** Provided material follows **

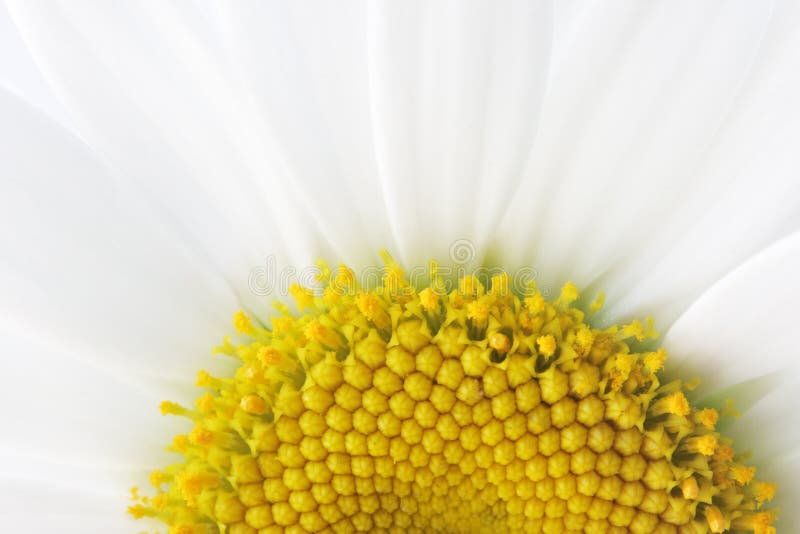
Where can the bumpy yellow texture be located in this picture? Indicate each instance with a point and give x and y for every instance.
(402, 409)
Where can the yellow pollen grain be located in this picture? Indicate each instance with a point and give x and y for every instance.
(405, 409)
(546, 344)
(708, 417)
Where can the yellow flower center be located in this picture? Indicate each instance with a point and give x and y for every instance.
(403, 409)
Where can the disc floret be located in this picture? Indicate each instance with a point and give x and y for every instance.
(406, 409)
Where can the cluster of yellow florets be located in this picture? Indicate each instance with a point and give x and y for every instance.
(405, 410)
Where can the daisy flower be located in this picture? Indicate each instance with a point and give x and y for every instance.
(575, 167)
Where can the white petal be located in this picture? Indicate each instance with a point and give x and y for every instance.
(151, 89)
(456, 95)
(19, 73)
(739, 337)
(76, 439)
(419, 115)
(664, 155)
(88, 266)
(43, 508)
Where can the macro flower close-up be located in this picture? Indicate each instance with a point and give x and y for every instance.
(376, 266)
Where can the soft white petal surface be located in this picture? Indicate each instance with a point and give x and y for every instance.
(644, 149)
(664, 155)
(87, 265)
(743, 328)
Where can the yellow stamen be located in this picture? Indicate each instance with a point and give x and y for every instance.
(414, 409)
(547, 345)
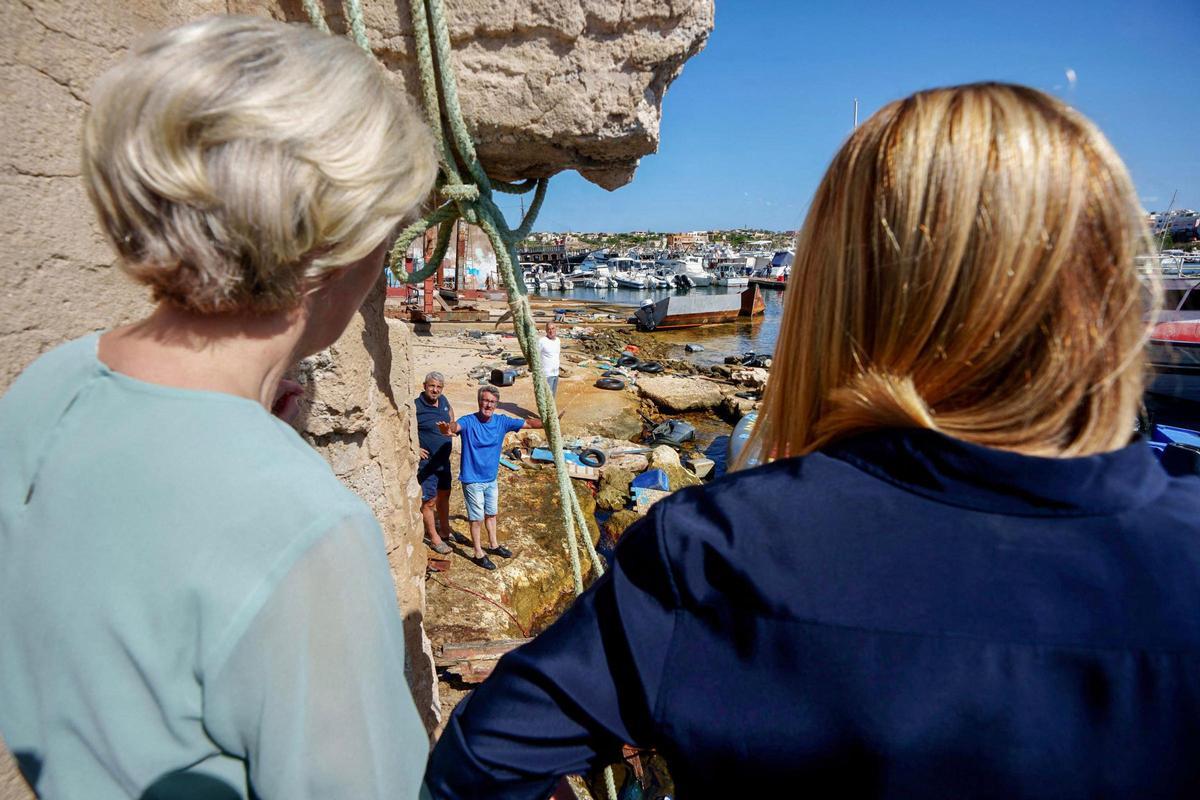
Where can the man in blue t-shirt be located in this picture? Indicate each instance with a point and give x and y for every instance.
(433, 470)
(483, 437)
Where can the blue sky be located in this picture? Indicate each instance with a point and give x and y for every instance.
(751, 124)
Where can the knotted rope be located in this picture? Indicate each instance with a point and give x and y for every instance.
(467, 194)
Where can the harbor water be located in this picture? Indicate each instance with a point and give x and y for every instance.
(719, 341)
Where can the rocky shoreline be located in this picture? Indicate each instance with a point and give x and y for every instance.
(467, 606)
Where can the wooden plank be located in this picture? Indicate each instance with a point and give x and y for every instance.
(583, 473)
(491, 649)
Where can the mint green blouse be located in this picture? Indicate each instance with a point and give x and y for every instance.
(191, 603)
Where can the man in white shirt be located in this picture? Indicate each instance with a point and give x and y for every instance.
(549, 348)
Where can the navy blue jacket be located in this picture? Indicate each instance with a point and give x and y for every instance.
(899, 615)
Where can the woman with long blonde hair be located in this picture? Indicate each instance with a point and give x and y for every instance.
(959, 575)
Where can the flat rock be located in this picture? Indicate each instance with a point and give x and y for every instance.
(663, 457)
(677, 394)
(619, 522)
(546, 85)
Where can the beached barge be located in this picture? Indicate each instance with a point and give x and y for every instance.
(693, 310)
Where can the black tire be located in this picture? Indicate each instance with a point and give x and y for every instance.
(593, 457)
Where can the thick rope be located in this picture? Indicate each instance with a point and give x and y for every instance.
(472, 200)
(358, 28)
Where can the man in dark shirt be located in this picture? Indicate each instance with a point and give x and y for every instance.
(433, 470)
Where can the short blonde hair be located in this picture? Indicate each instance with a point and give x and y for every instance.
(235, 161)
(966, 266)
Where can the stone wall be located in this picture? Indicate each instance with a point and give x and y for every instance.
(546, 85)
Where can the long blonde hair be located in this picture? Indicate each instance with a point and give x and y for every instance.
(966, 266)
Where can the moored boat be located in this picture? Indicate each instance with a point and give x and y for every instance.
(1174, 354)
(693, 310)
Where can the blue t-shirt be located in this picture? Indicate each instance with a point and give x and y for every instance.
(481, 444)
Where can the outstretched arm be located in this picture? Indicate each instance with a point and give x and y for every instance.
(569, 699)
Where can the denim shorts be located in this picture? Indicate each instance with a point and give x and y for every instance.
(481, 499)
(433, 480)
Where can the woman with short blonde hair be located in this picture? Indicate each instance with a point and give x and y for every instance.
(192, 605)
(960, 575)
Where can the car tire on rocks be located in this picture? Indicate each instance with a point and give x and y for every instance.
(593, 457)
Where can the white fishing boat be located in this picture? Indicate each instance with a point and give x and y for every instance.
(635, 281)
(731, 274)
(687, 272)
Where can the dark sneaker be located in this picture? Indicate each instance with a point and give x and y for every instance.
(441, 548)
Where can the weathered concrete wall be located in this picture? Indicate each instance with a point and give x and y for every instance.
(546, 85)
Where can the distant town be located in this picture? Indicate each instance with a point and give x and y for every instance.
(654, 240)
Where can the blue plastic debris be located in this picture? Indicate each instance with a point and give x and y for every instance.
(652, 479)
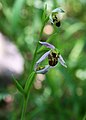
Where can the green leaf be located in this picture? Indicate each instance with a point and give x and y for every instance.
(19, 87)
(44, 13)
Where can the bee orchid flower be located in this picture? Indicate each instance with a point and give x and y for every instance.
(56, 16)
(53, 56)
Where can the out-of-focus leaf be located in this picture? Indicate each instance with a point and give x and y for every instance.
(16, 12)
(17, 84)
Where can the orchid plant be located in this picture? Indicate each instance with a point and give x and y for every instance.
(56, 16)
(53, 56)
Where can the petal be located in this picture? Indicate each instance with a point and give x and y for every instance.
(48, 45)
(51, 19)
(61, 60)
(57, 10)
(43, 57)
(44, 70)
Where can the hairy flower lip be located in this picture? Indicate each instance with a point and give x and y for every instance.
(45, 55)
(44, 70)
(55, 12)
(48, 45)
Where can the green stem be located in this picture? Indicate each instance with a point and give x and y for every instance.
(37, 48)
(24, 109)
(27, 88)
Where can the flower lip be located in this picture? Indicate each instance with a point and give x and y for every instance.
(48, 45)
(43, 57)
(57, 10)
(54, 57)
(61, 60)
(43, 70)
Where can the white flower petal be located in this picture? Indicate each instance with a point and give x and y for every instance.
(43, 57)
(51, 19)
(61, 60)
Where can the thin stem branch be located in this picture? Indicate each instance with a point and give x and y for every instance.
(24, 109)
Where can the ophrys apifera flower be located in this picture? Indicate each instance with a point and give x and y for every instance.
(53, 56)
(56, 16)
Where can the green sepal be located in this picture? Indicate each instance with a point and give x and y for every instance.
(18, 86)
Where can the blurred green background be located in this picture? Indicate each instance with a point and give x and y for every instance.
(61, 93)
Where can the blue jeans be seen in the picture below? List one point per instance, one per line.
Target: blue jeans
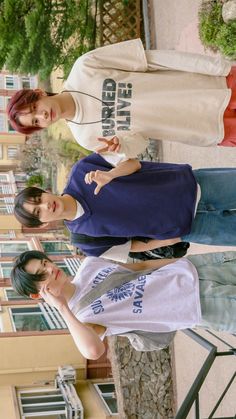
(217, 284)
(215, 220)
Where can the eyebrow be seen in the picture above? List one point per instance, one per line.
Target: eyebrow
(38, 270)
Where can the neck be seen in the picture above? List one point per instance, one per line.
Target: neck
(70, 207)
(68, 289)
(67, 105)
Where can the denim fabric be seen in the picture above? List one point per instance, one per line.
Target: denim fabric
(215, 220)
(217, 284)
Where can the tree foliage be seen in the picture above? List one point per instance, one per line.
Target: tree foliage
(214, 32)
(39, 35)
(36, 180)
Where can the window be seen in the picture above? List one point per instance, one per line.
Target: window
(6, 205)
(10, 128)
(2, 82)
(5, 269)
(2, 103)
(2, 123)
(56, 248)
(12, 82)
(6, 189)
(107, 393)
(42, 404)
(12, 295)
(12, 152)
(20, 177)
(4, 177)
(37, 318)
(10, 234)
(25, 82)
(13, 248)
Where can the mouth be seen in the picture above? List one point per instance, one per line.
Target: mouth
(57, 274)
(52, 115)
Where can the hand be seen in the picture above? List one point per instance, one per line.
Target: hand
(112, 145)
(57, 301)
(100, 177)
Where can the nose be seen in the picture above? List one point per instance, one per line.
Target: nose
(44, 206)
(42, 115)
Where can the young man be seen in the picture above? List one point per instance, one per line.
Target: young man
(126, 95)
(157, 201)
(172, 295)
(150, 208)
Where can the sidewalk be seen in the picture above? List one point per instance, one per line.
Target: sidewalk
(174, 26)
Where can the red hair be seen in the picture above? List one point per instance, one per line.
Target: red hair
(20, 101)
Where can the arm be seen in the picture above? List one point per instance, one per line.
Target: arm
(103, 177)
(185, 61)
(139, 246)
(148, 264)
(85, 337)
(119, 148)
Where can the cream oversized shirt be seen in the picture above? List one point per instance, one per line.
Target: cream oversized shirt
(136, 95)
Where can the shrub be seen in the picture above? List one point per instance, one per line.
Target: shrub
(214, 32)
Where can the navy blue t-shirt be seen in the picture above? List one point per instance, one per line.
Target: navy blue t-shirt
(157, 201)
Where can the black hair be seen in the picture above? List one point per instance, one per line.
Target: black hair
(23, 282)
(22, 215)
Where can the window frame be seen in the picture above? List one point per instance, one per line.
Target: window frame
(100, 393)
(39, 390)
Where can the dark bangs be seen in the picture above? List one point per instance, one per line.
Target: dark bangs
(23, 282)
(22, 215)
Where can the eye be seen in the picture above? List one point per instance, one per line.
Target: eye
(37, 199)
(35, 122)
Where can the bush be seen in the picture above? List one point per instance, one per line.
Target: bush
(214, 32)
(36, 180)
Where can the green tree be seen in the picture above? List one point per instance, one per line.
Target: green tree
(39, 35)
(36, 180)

** End of Provided material **

[Your task]:
From the line that contains "Where can the green tree" through the end of the records above, print every line exactly and nothing else.

[Exercise response]:
Where can the green tree be seen in the picture above? List one point per instance, one per line.
Target: green tree
(39, 35)
(36, 180)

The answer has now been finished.